[Natural language region descriptions]
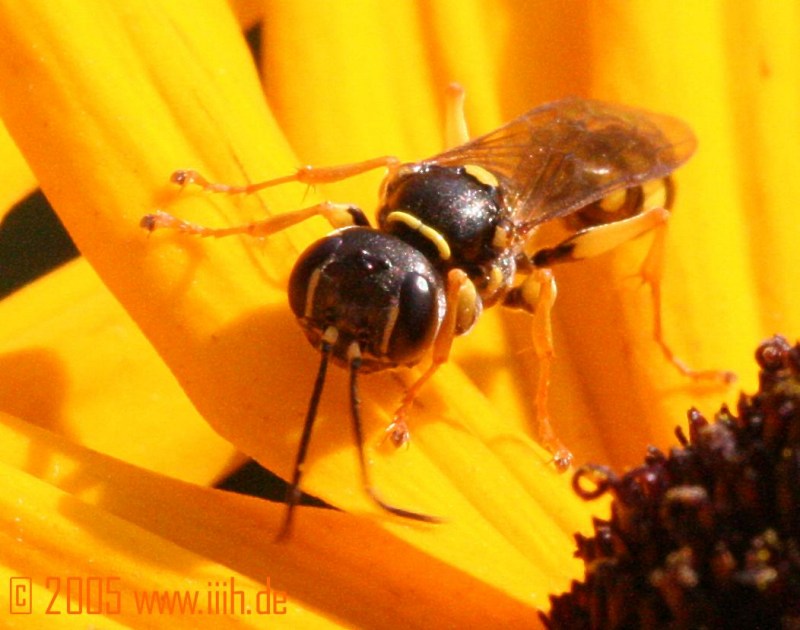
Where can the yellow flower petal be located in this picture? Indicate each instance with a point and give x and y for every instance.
(161, 534)
(74, 362)
(16, 180)
(216, 311)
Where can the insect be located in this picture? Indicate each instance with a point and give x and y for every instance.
(457, 233)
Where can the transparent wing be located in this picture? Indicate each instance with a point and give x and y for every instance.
(566, 154)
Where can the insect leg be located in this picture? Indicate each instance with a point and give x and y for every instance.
(457, 288)
(355, 414)
(310, 175)
(537, 294)
(652, 272)
(456, 131)
(599, 239)
(337, 214)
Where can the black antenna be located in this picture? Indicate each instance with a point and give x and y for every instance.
(293, 494)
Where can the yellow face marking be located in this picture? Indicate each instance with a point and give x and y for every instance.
(427, 231)
(482, 175)
(500, 238)
(614, 201)
(313, 281)
(496, 280)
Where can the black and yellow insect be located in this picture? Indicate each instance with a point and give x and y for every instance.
(456, 233)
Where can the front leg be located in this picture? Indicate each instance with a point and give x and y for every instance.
(537, 294)
(337, 214)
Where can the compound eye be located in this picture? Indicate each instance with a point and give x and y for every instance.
(417, 319)
(310, 262)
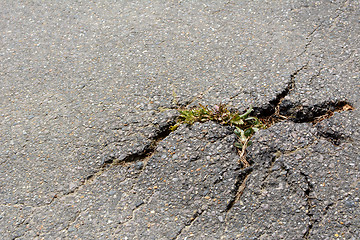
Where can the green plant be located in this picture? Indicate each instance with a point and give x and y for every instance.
(244, 124)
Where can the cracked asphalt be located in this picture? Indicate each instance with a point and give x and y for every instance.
(89, 90)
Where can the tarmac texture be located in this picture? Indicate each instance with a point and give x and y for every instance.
(89, 90)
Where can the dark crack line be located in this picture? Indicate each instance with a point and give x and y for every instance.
(148, 151)
(308, 192)
(239, 187)
(272, 109)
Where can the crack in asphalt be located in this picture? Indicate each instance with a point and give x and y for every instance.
(309, 213)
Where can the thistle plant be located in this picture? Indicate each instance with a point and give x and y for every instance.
(245, 125)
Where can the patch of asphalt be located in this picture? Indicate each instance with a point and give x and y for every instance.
(132, 119)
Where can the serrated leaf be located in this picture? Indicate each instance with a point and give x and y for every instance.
(248, 132)
(238, 145)
(246, 113)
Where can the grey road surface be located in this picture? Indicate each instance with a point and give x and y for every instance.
(89, 89)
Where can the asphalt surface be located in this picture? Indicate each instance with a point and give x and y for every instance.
(89, 90)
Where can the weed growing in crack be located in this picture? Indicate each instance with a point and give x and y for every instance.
(245, 125)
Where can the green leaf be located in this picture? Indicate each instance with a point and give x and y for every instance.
(238, 145)
(248, 132)
(246, 113)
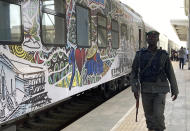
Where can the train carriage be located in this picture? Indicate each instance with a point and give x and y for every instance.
(53, 49)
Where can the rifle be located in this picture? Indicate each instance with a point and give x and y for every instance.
(138, 84)
(137, 97)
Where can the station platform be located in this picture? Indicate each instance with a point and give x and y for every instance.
(118, 113)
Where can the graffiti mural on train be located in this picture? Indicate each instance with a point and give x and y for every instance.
(38, 71)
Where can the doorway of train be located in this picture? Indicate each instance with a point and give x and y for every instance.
(140, 38)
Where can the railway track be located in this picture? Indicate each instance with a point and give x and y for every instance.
(63, 114)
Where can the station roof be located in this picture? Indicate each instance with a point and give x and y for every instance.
(181, 28)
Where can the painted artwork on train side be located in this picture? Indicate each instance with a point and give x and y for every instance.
(33, 75)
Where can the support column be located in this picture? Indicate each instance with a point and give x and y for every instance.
(188, 44)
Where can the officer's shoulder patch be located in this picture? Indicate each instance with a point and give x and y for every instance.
(164, 52)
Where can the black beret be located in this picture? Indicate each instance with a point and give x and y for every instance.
(153, 33)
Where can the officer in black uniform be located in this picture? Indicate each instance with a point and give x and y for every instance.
(153, 74)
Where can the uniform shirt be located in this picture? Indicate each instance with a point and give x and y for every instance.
(165, 81)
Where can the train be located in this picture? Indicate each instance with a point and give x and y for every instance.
(51, 50)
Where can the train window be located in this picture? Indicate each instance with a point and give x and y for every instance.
(115, 34)
(83, 26)
(10, 23)
(124, 31)
(53, 23)
(102, 31)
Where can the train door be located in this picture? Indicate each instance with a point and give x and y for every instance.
(140, 38)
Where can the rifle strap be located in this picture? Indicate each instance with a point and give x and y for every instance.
(148, 64)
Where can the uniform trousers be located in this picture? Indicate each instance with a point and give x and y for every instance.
(154, 105)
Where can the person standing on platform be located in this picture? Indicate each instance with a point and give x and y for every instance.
(152, 75)
(181, 56)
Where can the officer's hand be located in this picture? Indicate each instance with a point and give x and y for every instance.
(174, 97)
(136, 95)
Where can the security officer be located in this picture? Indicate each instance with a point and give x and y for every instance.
(153, 74)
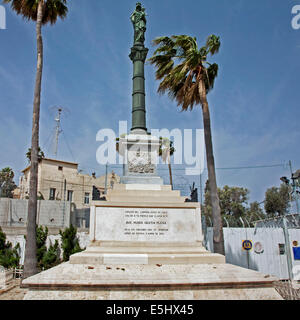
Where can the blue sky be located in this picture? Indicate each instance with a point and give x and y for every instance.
(254, 106)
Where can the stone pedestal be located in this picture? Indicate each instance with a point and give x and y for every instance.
(146, 243)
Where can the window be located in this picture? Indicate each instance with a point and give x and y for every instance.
(86, 198)
(70, 195)
(52, 194)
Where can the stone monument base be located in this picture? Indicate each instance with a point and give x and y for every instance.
(150, 282)
(146, 243)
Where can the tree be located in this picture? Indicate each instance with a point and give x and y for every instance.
(7, 184)
(187, 77)
(277, 200)
(41, 239)
(69, 242)
(166, 150)
(41, 155)
(51, 257)
(9, 256)
(42, 12)
(234, 206)
(255, 212)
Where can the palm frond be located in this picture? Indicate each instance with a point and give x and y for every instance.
(213, 44)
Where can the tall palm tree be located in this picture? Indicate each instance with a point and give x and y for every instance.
(42, 12)
(187, 77)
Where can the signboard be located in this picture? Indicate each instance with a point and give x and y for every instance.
(247, 245)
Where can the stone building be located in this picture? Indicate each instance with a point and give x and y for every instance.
(61, 180)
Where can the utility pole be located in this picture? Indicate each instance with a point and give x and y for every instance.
(105, 179)
(294, 185)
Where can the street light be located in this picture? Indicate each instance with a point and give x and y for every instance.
(285, 180)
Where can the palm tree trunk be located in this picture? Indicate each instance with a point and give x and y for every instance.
(30, 262)
(218, 237)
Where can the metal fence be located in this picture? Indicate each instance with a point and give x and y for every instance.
(272, 247)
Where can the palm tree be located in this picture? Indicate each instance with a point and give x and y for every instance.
(166, 150)
(187, 77)
(42, 12)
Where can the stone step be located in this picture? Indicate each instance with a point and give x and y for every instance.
(146, 258)
(141, 250)
(121, 186)
(144, 193)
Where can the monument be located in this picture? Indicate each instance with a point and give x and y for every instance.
(146, 241)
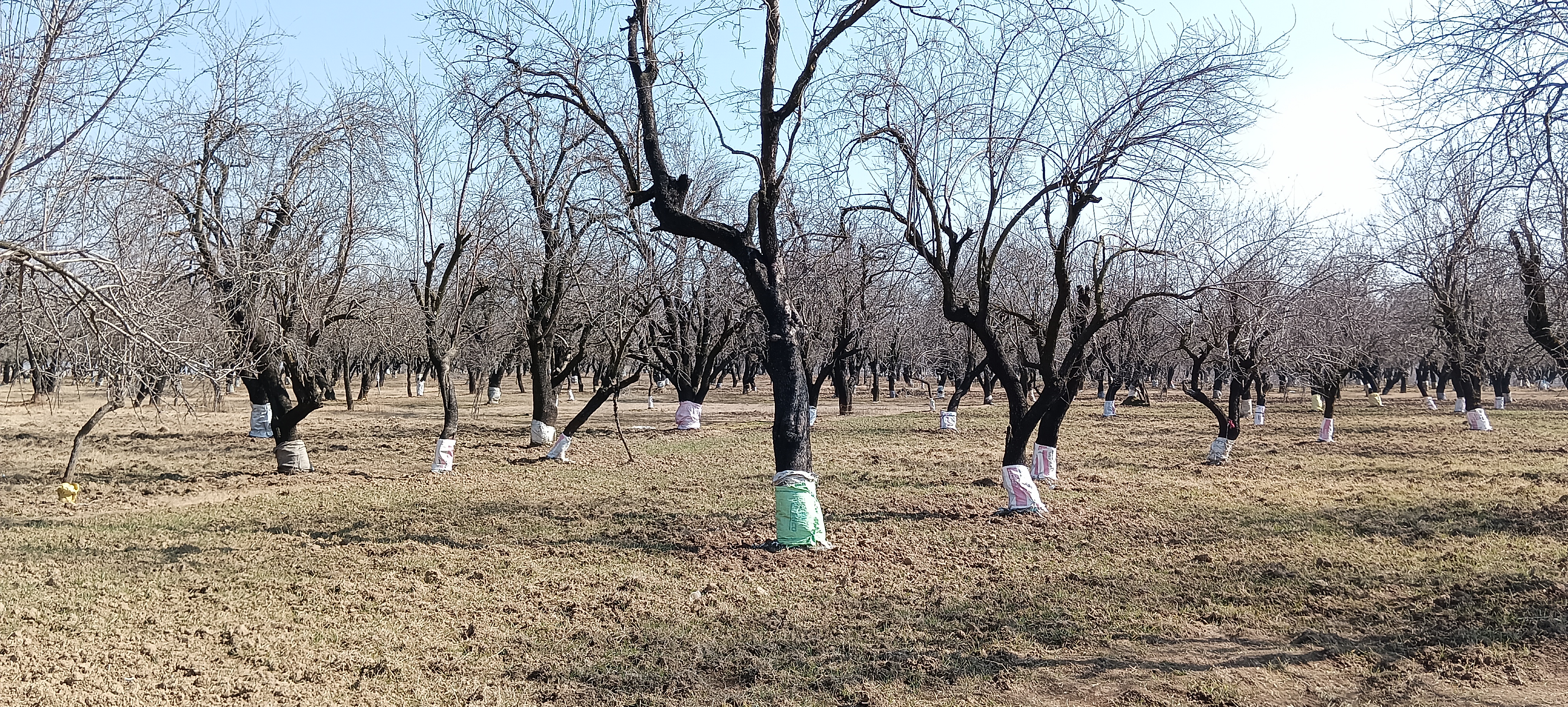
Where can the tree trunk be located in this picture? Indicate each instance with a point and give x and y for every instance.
(87, 428)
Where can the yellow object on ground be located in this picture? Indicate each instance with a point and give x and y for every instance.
(68, 493)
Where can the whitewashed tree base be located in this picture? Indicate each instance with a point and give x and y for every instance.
(1043, 465)
(446, 449)
(1221, 450)
(689, 416)
(292, 457)
(562, 447)
(262, 421)
(540, 433)
(1023, 496)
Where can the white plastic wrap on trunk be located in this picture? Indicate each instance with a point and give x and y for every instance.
(559, 452)
(540, 433)
(262, 421)
(1022, 491)
(1219, 450)
(292, 457)
(444, 450)
(689, 416)
(1043, 466)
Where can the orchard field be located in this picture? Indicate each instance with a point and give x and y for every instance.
(1410, 562)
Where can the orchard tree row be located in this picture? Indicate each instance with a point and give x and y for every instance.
(1004, 204)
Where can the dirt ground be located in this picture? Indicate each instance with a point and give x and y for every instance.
(1407, 563)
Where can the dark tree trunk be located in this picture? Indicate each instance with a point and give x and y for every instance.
(87, 428)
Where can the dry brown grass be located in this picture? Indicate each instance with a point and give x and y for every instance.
(1405, 563)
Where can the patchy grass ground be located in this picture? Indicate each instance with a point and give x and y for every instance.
(1405, 563)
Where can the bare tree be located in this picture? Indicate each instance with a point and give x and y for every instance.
(960, 183)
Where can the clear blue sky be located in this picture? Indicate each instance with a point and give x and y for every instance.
(1321, 140)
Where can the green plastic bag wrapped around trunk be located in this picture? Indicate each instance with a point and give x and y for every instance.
(797, 513)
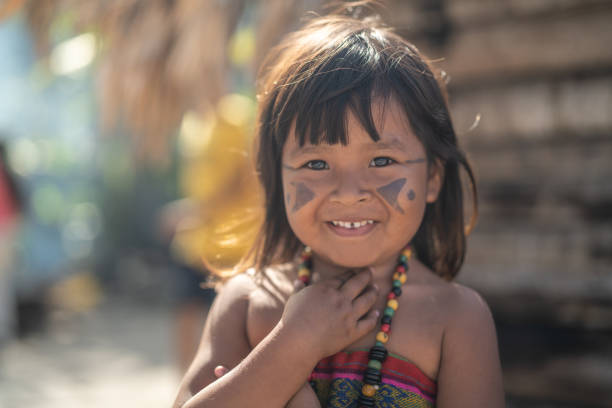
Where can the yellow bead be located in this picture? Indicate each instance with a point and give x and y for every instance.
(368, 390)
(382, 337)
(400, 277)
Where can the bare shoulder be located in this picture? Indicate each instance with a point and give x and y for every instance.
(470, 370)
(224, 341)
(467, 311)
(267, 301)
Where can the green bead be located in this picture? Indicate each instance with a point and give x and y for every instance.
(389, 311)
(374, 364)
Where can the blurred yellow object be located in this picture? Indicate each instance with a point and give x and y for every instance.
(76, 293)
(218, 177)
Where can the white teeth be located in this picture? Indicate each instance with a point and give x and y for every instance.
(352, 224)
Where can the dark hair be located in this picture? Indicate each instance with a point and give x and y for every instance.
(311, 79)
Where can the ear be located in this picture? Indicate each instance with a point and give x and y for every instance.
(435, 179)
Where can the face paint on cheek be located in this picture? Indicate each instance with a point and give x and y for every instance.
(414, 161)
(303, 195)
(390, 192)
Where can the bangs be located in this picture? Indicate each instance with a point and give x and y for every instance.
(319, 96)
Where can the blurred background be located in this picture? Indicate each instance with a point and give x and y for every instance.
(125, 130)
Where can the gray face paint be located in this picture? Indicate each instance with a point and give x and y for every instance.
(390, 192)
(303, 195)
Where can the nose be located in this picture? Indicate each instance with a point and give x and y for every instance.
(350, 188)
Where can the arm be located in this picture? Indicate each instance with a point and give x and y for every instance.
(470, 371)
(316, 322)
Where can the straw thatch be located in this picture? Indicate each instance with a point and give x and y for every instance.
(160, 58)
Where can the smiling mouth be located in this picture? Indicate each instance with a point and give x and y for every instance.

[Task to carry out] An exact copy of the lines from the one containing "Where can the arm" through the end of the data above is the whole answer.

[Completed task]
Where can the arm be located in this picture? Indicate each instance with a point and give x and y for every instance.
(470, 371)
(316, 322)
Where can the straw thatch be located in this picture? Indicate each instance with a point and give x and y for every instance.
(160, 58)
Where can the smiling mouth be located in this picture? Indicate each instance with a point and give x and y for every instance.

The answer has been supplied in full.